### [Material supplied]
##############################

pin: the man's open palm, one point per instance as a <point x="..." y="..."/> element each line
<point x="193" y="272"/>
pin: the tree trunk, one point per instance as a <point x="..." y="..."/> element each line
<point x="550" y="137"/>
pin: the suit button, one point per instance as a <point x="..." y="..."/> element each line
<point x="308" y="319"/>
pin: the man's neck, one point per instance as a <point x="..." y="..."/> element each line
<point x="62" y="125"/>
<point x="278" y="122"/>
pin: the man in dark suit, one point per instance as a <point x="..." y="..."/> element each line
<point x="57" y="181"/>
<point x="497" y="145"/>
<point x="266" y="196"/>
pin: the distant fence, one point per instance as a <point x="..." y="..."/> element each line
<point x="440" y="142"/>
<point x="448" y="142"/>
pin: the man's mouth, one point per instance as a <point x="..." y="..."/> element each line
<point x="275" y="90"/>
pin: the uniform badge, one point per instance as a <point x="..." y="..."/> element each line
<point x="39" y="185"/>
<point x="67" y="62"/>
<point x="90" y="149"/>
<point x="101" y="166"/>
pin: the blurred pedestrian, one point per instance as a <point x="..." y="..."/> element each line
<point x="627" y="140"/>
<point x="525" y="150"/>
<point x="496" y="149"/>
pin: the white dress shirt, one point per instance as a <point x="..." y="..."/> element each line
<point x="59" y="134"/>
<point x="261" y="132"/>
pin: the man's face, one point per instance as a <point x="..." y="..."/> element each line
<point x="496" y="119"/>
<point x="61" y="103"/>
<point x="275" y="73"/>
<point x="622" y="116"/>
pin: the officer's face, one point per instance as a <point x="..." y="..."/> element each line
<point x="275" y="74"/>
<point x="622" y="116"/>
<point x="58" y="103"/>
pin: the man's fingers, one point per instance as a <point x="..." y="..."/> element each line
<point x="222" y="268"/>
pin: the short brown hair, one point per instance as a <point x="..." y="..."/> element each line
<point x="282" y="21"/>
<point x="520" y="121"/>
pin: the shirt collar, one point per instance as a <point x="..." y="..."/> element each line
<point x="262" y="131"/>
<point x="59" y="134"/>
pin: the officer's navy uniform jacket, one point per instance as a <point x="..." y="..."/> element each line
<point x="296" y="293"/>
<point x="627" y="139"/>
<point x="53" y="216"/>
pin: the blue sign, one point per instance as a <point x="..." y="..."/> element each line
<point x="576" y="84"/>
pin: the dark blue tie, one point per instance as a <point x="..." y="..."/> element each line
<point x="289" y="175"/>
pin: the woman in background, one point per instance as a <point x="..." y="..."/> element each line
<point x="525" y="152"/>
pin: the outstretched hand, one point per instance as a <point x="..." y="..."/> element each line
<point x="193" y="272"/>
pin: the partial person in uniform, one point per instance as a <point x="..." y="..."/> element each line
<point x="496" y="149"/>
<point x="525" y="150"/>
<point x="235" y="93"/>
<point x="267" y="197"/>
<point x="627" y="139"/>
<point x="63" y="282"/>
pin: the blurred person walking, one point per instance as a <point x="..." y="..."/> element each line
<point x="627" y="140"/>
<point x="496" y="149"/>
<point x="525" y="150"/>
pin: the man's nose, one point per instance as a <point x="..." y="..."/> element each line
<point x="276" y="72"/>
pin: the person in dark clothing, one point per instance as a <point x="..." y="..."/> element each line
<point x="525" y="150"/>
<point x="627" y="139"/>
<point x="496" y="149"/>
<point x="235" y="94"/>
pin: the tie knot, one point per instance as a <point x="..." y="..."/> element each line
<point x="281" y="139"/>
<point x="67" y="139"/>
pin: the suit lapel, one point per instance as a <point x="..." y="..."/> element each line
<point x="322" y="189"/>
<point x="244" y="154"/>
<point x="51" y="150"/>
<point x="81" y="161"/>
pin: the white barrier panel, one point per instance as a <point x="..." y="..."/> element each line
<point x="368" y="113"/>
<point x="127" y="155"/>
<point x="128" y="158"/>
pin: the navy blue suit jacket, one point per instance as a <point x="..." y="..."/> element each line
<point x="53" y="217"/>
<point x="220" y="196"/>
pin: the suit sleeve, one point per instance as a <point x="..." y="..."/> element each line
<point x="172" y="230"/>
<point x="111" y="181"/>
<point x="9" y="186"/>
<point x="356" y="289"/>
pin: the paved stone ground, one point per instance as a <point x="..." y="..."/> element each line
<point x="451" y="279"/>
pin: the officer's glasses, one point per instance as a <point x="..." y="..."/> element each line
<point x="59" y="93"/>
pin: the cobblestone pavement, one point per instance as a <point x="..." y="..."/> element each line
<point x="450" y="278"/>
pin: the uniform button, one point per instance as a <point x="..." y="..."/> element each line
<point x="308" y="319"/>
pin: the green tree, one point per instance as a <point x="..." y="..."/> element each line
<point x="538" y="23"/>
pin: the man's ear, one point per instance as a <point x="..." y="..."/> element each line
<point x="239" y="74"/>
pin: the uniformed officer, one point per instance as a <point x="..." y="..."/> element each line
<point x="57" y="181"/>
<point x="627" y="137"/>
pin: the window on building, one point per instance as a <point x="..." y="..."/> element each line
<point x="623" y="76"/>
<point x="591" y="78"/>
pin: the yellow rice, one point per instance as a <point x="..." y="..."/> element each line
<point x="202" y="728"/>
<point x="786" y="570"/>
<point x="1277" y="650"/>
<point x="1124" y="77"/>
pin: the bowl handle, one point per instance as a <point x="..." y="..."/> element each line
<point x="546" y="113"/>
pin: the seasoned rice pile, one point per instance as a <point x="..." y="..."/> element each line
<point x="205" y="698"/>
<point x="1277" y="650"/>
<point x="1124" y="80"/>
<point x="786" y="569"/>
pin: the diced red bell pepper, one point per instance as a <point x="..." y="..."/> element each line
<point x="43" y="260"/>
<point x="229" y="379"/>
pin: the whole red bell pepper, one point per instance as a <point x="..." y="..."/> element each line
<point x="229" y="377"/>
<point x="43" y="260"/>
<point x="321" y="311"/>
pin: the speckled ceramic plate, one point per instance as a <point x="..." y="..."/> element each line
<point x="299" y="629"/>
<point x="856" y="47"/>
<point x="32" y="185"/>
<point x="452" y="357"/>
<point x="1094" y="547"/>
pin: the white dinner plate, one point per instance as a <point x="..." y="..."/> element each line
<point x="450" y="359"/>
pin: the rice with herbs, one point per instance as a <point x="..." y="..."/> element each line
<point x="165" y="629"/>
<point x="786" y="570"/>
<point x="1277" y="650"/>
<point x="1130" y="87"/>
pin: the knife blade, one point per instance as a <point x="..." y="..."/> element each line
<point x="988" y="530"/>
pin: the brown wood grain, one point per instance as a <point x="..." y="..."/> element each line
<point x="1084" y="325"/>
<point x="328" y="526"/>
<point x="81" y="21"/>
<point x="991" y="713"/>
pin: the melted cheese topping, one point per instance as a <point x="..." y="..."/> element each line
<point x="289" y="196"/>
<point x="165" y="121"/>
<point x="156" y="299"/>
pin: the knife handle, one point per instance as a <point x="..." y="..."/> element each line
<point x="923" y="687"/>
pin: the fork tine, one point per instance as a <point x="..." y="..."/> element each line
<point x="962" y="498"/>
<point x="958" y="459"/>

##############################

Set out every record in full, exactly as given.

pin: the man's open palm, one point per instance as a <point x="..." y="..."/> element each line
<point x="193" y="272"/>
pin: the tree trunk, one point per instance as a <point x="..." y="..."/> element each line
<point x="550" y="137"/>
pin: the suit button, one point per instance as a <point x="..." y="..."/> element each line
<point x="308" y="319"/>
pin: the man's neck, one point per instance as a <point x="..." y="..."/> element each line
<point x="62" y="125"/>
<point x="278" y="122"/>
pin: the man in dark suit, one point per instance as a <point x="..." y="..."/> element each line
<point x="57" y="181"/>
<point x="497" y="145"/>
<point x="266" y="196"/>
pin: the distant fence, one point per instance as a <point x="..." y="..."/> element each line
<point x="440" y="142"/>
<point x="448" y="142"/>
pin: the man's mouth, one point per instance as a <point x="..." y="..."/> element each line
<point x="275" y="90"/>
pin: the uniform badge, one point per instance as a <point x="..." y="..."/> element each line
<point x="39" y="185"/>
<point x="67" y="62"/>
<point x="90" y="149"/>
<point x="101" y="166"/>
pin: the blurred pedestrian, one point per instance as a <point x="..." y="..."/> element each line
<point x="627" y="140"/>
<point x="525" y="150"/>
<point x="496" y="149"/>
pin: the white dress shirt, one point per instance as a <point x="..." y="..."/> element each line
<point x="59" y="134"/>
<point x="261" y="132"/>
pin: the man's face, one point per instance as a <point x="..." y="..."/> element each line
<point x="496" y="119"/>
<point x="61" y="103"/>
<point x="275" y="73"/>
<point x="622" y="116"/>
pin: the officer's face, one point per instance as a <point x="..." y="..."/> element each line
<point x="275" y="74"/>
<point x="622" y="116"/>
<point x="58" y="103"/>
pin: the man's fingers, one point per instance as a <point x="..." y="..."/> element each line
<point x="222" y="268"/>
pin: the short brown hair, one point per instance as a <point x="..." y="..."/> element each line
<point x="282" y="21"/>
<point x="520" y="121"/>
pin: the shirt collar, one point per instance as a <point x="..." y="..."/> element each line
<point x="262" y="131"/>
<point x="59" y="134"/>
pin: the officer's navy uniform jacket, one point per instance as a <point x="..." y="..."/> element each line
<point x="296" y="293"/>
<point x="627" y="139"/>
<point x="53" y="216"/>
pin: the blue sign, one point per instance as a <point x="..." y="..."/> element each line
<point x="576" y="84"/>
pin: the dark blue tie, one point per instance as a <point x="..." y="..."/> element each line
<point x="289" y="175"/>
pin: the woman in background, one point per instance as a <point x="..." y="..."/> element each line
<point x="525" y="152"/>
pin: the outstretched hand, one point per instance as a <point x="..." y="..."/> element each line
<point x="193" y="272"/>
pin: the partial person in uniform, one point per instance as a <point x="..." y="..."/> element each line
<point x="496" y="149"/>
<point x="525" y="150"/>
<point x="235" y="93"/>
<point x="267" y="197"/>
<point x="627" y="139"/>
<point x="63" y="282"/>
pin: the blurred person walking, one point per instance as a <point x="..." y="..."/> element each line
<point x="627" y="140"/>
<point x="496" y="149"/>
<point x="525" y="150"/>
pin: the man's nose, one point per instance as a <point x="..." y="..."/> element each line
<point x="276" y="72"/>
pin: the person in dark clothing, one point per instance as a <point x="..." y="..."/> element each line
<point x="525" y="150"/>
<point x="627" y="139"/>
<point x="496" y="149"/>
<point x="235" y="94"/>
pin: the tie knot, one point per instance as a <point x="..." y="..."/> element each line
<point x="281" y="139"/>
<point x="67" y="139"/>
pin: the suit lapel, one point per instance as a <point x="..." y="..."/> element each line
<point x="322" y="189"/>
<point x="244" y="154"/>
<point x="51" y="150"/>
<point x="81" y="161"/>
pin: the white barrier panel, one point per instance as a <point x="..." y="..."/> element each line
<point x="368" y="113"/>
<point x="127" y="155"/>
<point x="128" y="158"/>
pin: the navy blue suit jacket, one point per instance as a <point x="..." y="..."/> element each line
<point x="53" y="217"/>
<point x="220" y="196"/>
pin: the suit sleeve, one point per instance as a <point x="..." y="..."/> element each line
<point x="172" y="230"/>
<point x="111" y="181"/>
<point x="9" y="186"/>
<point x="356" y="289"/>
pin: the paved stone ground, one point per instance as a <point x="..." y="..."/> element each line
<point x="451" y="279"/>
pin: the officer's glasses, one point per instance as a <point x="..." y="..."/> element each line
<point x="59" y="93"/>
pin: the cobblestone pavement, one point per instance as a <point x="..." y="..."/> element each line
<point x="450" y="278"/>
pin: the uniform button, one point per instance as a <point x="..." y="..."/> element each line
<point x="308" y="319"/>
pin: the green tree, one point per instance as a <point x="..." y="..."/> element each line
<point x="538" y="23"/>
pin: the man's ear, one point per instance as a <point x="..." y="..."/> element each line
<point x="239" y="74"/>
pin: the uniformed officer, one point per instance as a <point x="..." y="..."/> element each line
<point x="57" y="181"/>
<point x="627" y="137"/>
pin: the window on building, one point per instance as a <point x="..." y="..."/> element each line
<point x="623" y="76"/>
<point x="591" y="78"/>
pin: the yellow rice, one point per instance as a <point x="..." y="..."/> element each line
<point x="202" y="728"/>
<point x="786" y="570"/>
<point x="1277" y="650"/>
<point x="1124" y="77"/>
pin: the bowl handle, one point per instance as a <point x="..." y="..."/> element each line
<point x="546" y="113"/>
pin: the seasoned rice pile, one point per instance as a <point x="..." y="..."/> element each line
<point x="205" y="698"/>
<point x="1277" y="650"/>
<point x="1124" y="80"/>
<point x="786" y="569"/>
pin: the diced red bell pepper, one point per instance as a <point x="..." y="..."/> element each line
<point x="43" y="260"/>
<point x="229" y="379"/>
pin: the whole red bell pepper, one point per instance as a <point x="..." y="..."/> element each line
<point x="229" y="377"/>
<point x="43" y="260"/>
<point x="321" y="311"/>
pin: the speckled ceramic plate, one point per instance as a <point x="..." y="..."/> element each line
<point x="299" y="629"/>
<point x="856" y="47"/>
<point x="32" y="185"/>
<point x="452" y="357"/>
<point x="1094" y="547"/>
pin: the white dinner plate, one point per instance as a <point x="..." y="..."/> element each line
<point x="450" y="359"/>
pin: the rice with herbs, one point per instance as a <point x="..." y="..."/> element each line
<point x="165" y="629"/>
<point x="786" y="570"/>
<point x="1277" y="650"/>
<point x="1130" y="87"/>
pin: the knife blade, one point per instance as a <point x="..." y="..."/> element each line
<point x="988" y="530"/>
pin: the brown wood grain, one point per instance as a <point x="..." y="..."/> element each line
<point x="1084" y="325"/>
<point x="328" y="526"/>
<point x="81" y="21"/>
<point x="991" y="713"/>
pin: the melted cheese topping, one point per instance as a <point x="..." y="..."/> element each line
<point x="289" y="196"/>
<point x="165" y="121"/>
<point x="156" y="299"/>
pin: the knife handle, one point per instance as a <point x="..." y="..."/> element each line
<point x="923" y="687"/>
pin: the fork tine, one point per instance as a <point x="..." y="..."/> element each line
<point x="962" y="498"/>
<point x="958" y="459"/>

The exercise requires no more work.